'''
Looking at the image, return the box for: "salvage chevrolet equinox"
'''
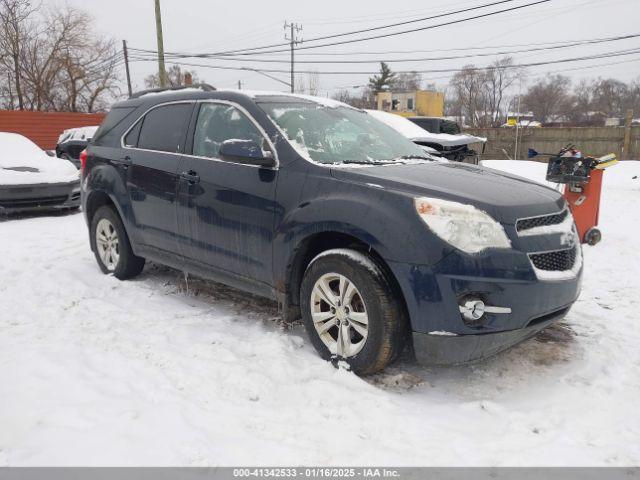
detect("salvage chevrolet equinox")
[81,86,582,374]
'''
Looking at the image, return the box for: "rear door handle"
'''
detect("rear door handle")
[180,170,200,184]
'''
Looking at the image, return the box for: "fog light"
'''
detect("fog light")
[459,298,486,323]
[459,296,512,326]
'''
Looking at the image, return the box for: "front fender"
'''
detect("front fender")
[272,168,454,291]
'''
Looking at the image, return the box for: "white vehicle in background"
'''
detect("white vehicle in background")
[366,109,487,162]
[0,132,80,214]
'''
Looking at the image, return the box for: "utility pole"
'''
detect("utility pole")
[238,80,242,90]
[122,40,133,97]
[154,0,167,88]
[284,21,302,93]
[623,109,634,160]
[514,77,523,160]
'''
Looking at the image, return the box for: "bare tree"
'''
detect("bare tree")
[485,57,524,126]
[590,78,629,117]
[393,71,421,91]
[449,65,489,127]
[624,76,640,116]
[0,0,38,110]
[144,64,200,89]
[332,89,351,103]
[1,3,121,112]
[307,71,320,96]
[522,75,572,123]
[293,71,321,96]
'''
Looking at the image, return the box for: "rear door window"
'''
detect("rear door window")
[137,103,193,153]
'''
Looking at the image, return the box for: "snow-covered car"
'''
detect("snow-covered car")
[367,110,487,162]
[0,132,80,214]
[56,126,99,168]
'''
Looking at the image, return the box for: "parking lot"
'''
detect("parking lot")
[1,161,638,466]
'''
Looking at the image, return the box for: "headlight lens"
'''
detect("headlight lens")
[414,197,511,253]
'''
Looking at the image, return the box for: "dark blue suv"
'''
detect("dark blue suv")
[82,87,582,374]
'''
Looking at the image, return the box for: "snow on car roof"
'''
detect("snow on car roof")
[365,109,487,147]
[57,126,99,145]
[0,132,78,186]
[220,89,353,109]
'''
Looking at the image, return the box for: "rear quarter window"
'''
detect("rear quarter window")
[92,107,136,144]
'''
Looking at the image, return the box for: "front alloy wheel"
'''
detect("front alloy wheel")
[311,273,369,358]
[300,249,407,375]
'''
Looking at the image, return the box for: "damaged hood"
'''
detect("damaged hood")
[331,161,565,224]
[365,109,486,147]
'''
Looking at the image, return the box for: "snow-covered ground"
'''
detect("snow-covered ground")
[1,161,639,466]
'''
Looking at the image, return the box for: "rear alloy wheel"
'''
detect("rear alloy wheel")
[90,206,145,279]
[300,249,407,375]
[95,218,120,272]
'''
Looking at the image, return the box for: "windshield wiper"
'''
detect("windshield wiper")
[338,159,394,165]
[394,155,437,162]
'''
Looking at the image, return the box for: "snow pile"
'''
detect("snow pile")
[0,160,639,466]
[0,132,79,185]
[481,159,554,187]
[57,126,99,144]
[366,109,487,146]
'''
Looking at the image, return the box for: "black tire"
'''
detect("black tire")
[90,205,145,280]
[300,249,407,375]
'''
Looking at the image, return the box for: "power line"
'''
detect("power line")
[130,0,551,59]
[200,0,525,57]
[128,46,640,76]
[330,55,640,91]
[129,33,640,65]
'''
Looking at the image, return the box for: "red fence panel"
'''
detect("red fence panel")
[0,110,106,150]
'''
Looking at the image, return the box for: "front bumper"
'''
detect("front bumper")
[412,304,570,364]
[0,180,81,214]
[387,245,582,364]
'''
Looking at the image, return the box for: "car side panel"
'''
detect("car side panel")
[83,145,142,246]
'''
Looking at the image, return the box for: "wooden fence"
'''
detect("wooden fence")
[465,126,640,160]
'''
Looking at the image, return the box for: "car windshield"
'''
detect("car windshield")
[258,101,428,165]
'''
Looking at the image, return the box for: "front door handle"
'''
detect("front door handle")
[180,170,200,184]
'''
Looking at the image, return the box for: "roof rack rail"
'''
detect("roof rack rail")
[129,83,216,99]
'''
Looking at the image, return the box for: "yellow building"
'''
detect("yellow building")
[376,90,444,117]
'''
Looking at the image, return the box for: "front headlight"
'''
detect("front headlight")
[414,197,511,254]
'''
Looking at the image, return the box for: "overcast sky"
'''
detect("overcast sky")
[57,0,639,96]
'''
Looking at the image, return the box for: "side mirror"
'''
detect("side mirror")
[219,139,275,167]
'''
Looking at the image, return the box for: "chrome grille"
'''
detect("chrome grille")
[517,209,568,233]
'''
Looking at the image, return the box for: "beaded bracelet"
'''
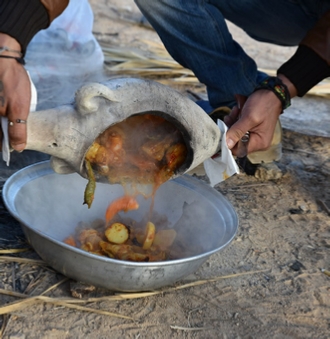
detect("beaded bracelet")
[254,76,291,112]
[0,55,25,65]
[0,46,22,56]
[0,46,25,65]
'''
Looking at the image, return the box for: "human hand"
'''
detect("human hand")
[0,33,31,152]
[225,89,282,155]
[225,74,297,156]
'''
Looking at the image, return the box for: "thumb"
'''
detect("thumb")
[226,120,248,150]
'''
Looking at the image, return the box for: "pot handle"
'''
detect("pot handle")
[75,83,121,115]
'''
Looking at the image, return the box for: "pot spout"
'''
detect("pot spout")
[26,78,221,180]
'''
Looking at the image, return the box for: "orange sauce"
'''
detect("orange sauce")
[85,114,188,219]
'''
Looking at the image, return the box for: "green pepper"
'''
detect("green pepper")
[83,159,96,209]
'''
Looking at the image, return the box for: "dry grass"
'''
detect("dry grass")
[0,254,265,321]
[102,40,330,97]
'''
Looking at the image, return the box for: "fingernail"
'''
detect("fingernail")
[12,143,26,152]
[227,138,235,149]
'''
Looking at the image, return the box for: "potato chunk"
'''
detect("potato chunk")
[153,229,177,250]
[142,221,156,250]
[105,222,129,244]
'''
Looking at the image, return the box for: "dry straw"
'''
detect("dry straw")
[102,39,330,96]
[0,253,266,321]
[0,249,29,255]
[0,255,46,266]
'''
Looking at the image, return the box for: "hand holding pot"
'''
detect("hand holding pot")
[225,75,297,156]
[0,33,31,152]
[225,90,282,155]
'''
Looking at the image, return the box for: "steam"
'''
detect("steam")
[13,166,232,259]
[24,28,107,111]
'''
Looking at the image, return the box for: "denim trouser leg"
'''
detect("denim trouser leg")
[134,0,330,109]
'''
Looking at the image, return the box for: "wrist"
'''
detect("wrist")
[277,74,297,98]
[254,76,291,113]
[0,33,25,64]
[0,33,21,52]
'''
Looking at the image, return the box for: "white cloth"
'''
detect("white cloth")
[1,73,37,166]
[203,120,239,187]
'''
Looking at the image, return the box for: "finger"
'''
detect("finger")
[8,116,29,152]
[7,99,30,151]
[224,106,240,128]
[225,119,250,150]
[229,127,275,155]
[245,131,274,154]
[0,80,8,117]
[7,69,31,151]
[235,94,247,110]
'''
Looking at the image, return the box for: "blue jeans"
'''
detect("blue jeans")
[134,0,330,110]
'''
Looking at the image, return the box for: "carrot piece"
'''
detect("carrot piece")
[105,196,139,224]
[63,235,77,247]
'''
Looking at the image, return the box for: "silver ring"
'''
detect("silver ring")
[16,119,27,124]
[241,131,250,143]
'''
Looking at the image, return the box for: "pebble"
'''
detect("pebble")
[299,204,308,211]
[254,162,283,181]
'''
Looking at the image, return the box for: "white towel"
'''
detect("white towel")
[203,120,239,187]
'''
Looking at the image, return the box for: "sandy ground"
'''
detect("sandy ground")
[0,1,330,338]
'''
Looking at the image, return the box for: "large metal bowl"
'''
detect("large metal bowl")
[3,161,238,292]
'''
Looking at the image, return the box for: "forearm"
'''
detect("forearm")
[40,0,70,22]
[277,10,330,97]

▬▬▬▬▬▬

### ABOUT THIS EXERCISE
In your copy of the data above, leave out the pictures and repeat everything else exactly.

### ANSWER TO THE PROBLEM
'''
Looking at the image, return the box for: "salvage chevrolet equinox"
'''
detect("salvage chevrolet equinox")
[81,86,582,374]
'''
Looking at the image, return the box for: "rear door handle"
'''
detect("rear door handle")
[180,170,200,184]
'''
Looking at the image, return the box for: "fog light"
'''
detect("fog light")
[459,298,486,323]
[459,296,512,326]
'''
Looking at the image, return the box for: "front fender"
'''
detect("front fender")
[272,168,454,291]
'''
Looking at the image, return the box for: "white vehicle in background"
'''
detect("white vehicle in background")
[366,109,487,162]
[0,132,80,214]
'''
Looking at the image, return the box for: "utility pole"
'''
detect("utility pole")
[238,80,242,90]
[122,40,133,97]
[154,0,167,88]
[284,21,302,93]
[623,109,634,160]
[514,77,523,160]
'''
Looking at the image, return the box for: "bare tree"
'''
detect("bare tree")
[485,57,524,126]
[590,78,629,117]
[393,71,421,91]
[449,65,489,127]
[624,76,640,116]
[0,0,38,110]
[144,64,200,89]
[332,89,351,103]
[1,3,121,112]
[307,71,320,96]
[522,75,572,123]
[293,71,321,96]
'''
Looking at the image, return the box for: "rear door window"
'''
detect("rear door window")
[137,103,193,153]
'''
Looking at the image, return the box for: "snow-covered car"
'''
detect("snow-covered car")
[367,110,487,162]
[0,132,80,214]
[56,126,99,168]
'''
Looking at the image, return the box for: "parking lot"
'''
detect("parking lot")
[1,161,638,466]
'''
Looking at the image, return the box for: "headlight lens"
'''
detect("headlight lens")
[414,197,511,253]
'''
Looking at the image, return the box for: "dark blue suv"
'''
detect("dark blue suv")
[82,87,582,374]
'''
Looking at the image, return the box for: "snow on car roof"
'''
detect("snow on car roof")
[365,109,487,147]
[57,126,99,145]
[0,132,78,186]
[220,89,353,109]
'''
Looking at the image, return the box for: "rear quarter window"
'''
detect("rear quarter window")
[92,107,136,144]
'''
Looking at the image, return the box for: "front alloy wheel"
'''
detect("front alloy wheel")
[311,273,369,358]
[300,249,407,375]
'''
Looking at the image, return the box for: "damaged hood"
'''
detect("damaged hood")
[331,161,565,224]
[365,109,486,147]
'''
Looking at the image, return the box for: "snow-covered ground"
'''
detect("snow-covered ground")
[1,161,639,466]
'''
Looking at the image, return the box for: "rear alloy wheel"
'''
detect("rear alloy wheel")
[90,206,145,279]
[300,249,407,375]
[95,218,120,272]
'''
Looking at the image, return the box for: "windshield wiper"
'''
detect("windshield wiper")
[338,159,394,165]
[394,155,437,162]
'''
Looking at the image, return the box for: "snow pile"
'''
detect("snow pile")
[0,160,639,466]
[0,132,79,185]
[481,159,554,187]
[57,126,99,144]
[366,109,487,146]
'''
Looking at the image, return the box for: "black tire"
'''
detect("black tire")
[90,205,145,280]
[300,249,407,375]
'''
Looking at the image, return the box for: "power line"
'''
detect("power line")
[130,0,551,59]
[200,0,525,57]
[128,46,640,76]
[330,55,640,91]
[129,33,640,65]
'''
Looking at the image, return the box for: "red fence panel"
'''
detect("red fence panel")
[0,110,106,150]
'''
Looking at the image, return the box for: "front bumper"
'''
detect("front bumper")
[412,304,570,364]
[0,180,81,214]
[387,245,582,364]
'''
Looking at the image, return the box for: "car side panel"
'''
detect("car side panel")
[83,145,142,246]
'''
Looking at the image, return the box for: "wooden fence"
'''
detect("wooden fence")
[465,126,640,160]
'''
Looking at the image, return the box for: "car windshield"
'''
detect("car windshield")
[258,101,428,165]
'''
Looking at the image, return the box for: "front door handle"
'''
detect("front door handle")
[180,170,200,184]
'''
Looking at the image, return the box for: "roof rack rail"
'''
detect("roof rack rail")
[129,83,216,99]
'''
Looking at the image, return the box for: "yellow building"
'''
detect("yellow building")
[376,90,444,117]
'''
Looking at the image, return the box for: "front headlight"
'''
detect("front headlight")
[414,197,511,254]
'''
Looking at the image, return the box for: "overcast sky"
'''
detect("overcast sky")
[57,0,639,96]
'''
Looking at the image, return the box for: "side mirror"
'''
detect("side mirror")
[219,139,275,167]
'''
Looking at the image, return the box for: "chrome grille"
'''
detect("chrome grille")
[517,209,568,233]
'''
Looking at the image, return the box for: "beaded bracelet"
'''
detect("beaded bracelet")
[254,76,291,112]
[0,55,25,65]
[0,46,22,56]
[0,46,25,65]
'''
Looking at the image, return the box for: "human hand"
'''
detect("human hand")
[0,33,31,152]
[225,89,282,155]
[225,74,297,156]
'''
Looking at the image, return the box for: "thumb"
'''
detect("thumb")
[226,120,248,150]
'''
Looking at the image, return the box for: "pot handle"
'''
detect("pot handle")
[75,83,121,115]
'''
Looking at the image, return the box for: "pot spout"
'''
detect("pot spout")
[26,78,221,180]
'''
Looking at the image, return the box for: "orange sauce"
'''
detect("orange sauce")
[85,114,188,219]
'''
Looking at the image, return the box for: "green pepper"
'''
detect("green pepper")
[83,159,96,209]
'''
Looking at the image, return the box for: "dry grass"
'''
detect("dry grass")
[0,254,265,321]
[102,40,330,97]
'''
Looking at the image, return the box for: "fingernail"
'''
detect("fingernail")
[12,143,26,152]
[227,138,235,149]
'''
Looking at the image, return the box for: "potato chunk"
'''
detect("potato chunk")
[153,229,177,250]
[142,221,156,250]
[105,222,129,244]
'''
Looking at the image, return the box for: "dry straw"
'''
detect("dry straw")
[102,39,330,96]
[0,253,266,321]
[0,249,29,255]
[0,255,46,266]
'''
Looking at the image, return the box for: "hand holding pot"
'''
detect("hand holding pot")
[225,75,297,156]
[0,33,31,152]
[225,90,282,155]
'''
Looking at the image, return the box for: "steam"
'''
detect("steam")
[13,166,232,259]
[24,28,107,111]
'''
Looking at the image, return the box for: "denim trouser leg"
'''
detect("denim trouser leg")
[134,0,330,109]
'''
Looking at the image, return the box for: "wrist"
'''
detect("wrist")
[277,74,297,98]
[254,76,291,113]
[0,33,25,64]
[0,33,21,52]
'''
Looking at the image, return the box for: "white cloth"
'''
detect("white cloth")
[1,73,37,166]
[203,120,239,187]
'''
Looking at the image, return the box for: "finger"
'''
detect("finger")
[8,116,29,152]
[7,99,30,151]
[224,106,240,128]
[225,119,250,150]
[229,127,275,155]
[245,131,274,154]
[0,80,8,117]
[7,69,31,151]
[235,94,247,110]
'''
Looking at the image, return the box for: "blue jeans"
'''
detect("blue jeans")
[134,0,330,110]
'''
Looking at the image, return the box for: "carrot piece"
'''
detect("carrot piece")
[105,196,139,224]
[63,235,77,247]
'''
Looking at the image, return the box for: "silver ring"
'''
detect("silver ring")
[16,119,27,124]
[241,131,250,143]
'''
Looking at the image, return the box for: "pebble"
'''
detect("pebble")
[299,204,308,211]
[254,162,283,181]
'''
Looking at the image, return the box for: "white towel"
'''
detect("white towel")
[203,120,239,187]
'''
Looking at the image, return the box for: "sandy ground"
'''
detect("sandy ground")
[0,1,330,338]
'''
Looking at the image, return the box for: "large metal bowl"
'''
detect("large metal bowl")
[3,161,238,292]
'''
Looking at the image, return the box for: "forearm"
'''
detect("forearm")
[40,0,70,22]
[277,10,330,97]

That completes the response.